### Page excerpt
--- Begin ---
DSJ: The invocation of Gandhi also raises questions about Du Bois’s thinking about caste. In what sense did he view racial inequality in the US through the prism of a kind of international caste system? There has been a revival of caste analysis regarding contemporary US race inequalities, perhaps most notably in Isabel Wilkerson’s recent Caste: The Origins of Our Discontents. Is Du Bois’s thinking relevant to these discussions?

AG&JP: Du Bois certainly wrote of racial and economic hierarchies in the US in terms of caste, writing in 1910, for instance, that “millions of people black and white…are today treated as beasts of burden, stunted by caste restrictions and denied opportunity.” As these words suggest, one feature of racial domination, in Du Bois’s analysis, is the way it entrenches itself through a differentiated hierarchy rather than a simple dichotomy of oppressor and oppressed. B.R. Ambedkar, analyzing caste in India, called this phenomenon “graded inequality.” Both Du Bois and Ambedkar stressed that graded inequality operates to thwart solidarity among the various dominated and less powerful groups and to preserve the power of the dominant minority by co-opting those who suffer disadvantage but also struggle to preserve a place in the hierarchy above the most oppressed.

In 1946, Ambedkar wrote to Du Bois identifying himself as belonging to the “Untouchables of India” and seeking further information about a petition that the National Negro Congress had put together and submitted to the newly formed United Nations. In his response, Du Bois expressed sympathy and solidarity with the cause of the Dalits in India. The following year, he led the NAACP’s effort to present a new petition, titled “An Appeal to the World,” to the UN. In the opening sentence of the introduction to the petition, Du Bois described African Americans as “forming largely a segregated caste, with restricted legal rights, and many illegal disabilities.” The color caste system, Du Bois argued, was not only destructive to those who lived with the barriers of segregation but had also caused “the greatest modern attempt at democratic government to deny its political ideals, to falsify its philanthropic assertions and to make its religion to a great extent hypocritical.” Du Bois’s overriding concern with the interactions between democracy and caste resonates in important ways with Ambedkar’s political thought. Both view democracy as more than a set of political and constitutional arrangements and emphasize its social and ethical dimensions.

A forthcoming book by the political theorist Hari Ramesh draws on these broad insights to reconsider overlooked dimensions of the caste school of race relations and to examine the traffic of ideas between India and the United States in the mid-20th century. At the same time, as Ramesh has argued elsewhere, it is important that the race/caste analogy not be overextended and overgeneralized. While we should take seriously moments when the mobilization of a language of caste has been theoretically and politically generative for a range of actors, we should also take seriously the ways in which race and caste oppression are born out of specific historical trajectories and political experiences.
--- End ---
Reproduce word for word the passage of the interview on Du Bois and caste, starting at "A forthcoming book" and ending at "and political experiences.". The data that follow have no connection to the interview on Du Bois and caste.

### Given material
--- Begin ---
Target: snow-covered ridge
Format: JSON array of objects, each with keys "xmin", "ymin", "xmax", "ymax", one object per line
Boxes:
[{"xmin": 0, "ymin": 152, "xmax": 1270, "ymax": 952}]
--- End ---
### Exercise answer
A forthcoming book by the political theorist Hari Ramesh draws on these broad insights to reconsider overlooked dimensions of the caste school of race relations and to examine the traffic of ideas between India and the United States in the mid-20th century. At the same time, as Ramesh has argued elsewhere, it is important that the race/caste analogy not be overextended and overgeneralized. While we should take seriously moments when the mobilization of a language of caste has been theoretically and politically generative for a range of actors, we should also take seriously the ways in which race and caste oppression are born out of specific historical trajectories and political experiences.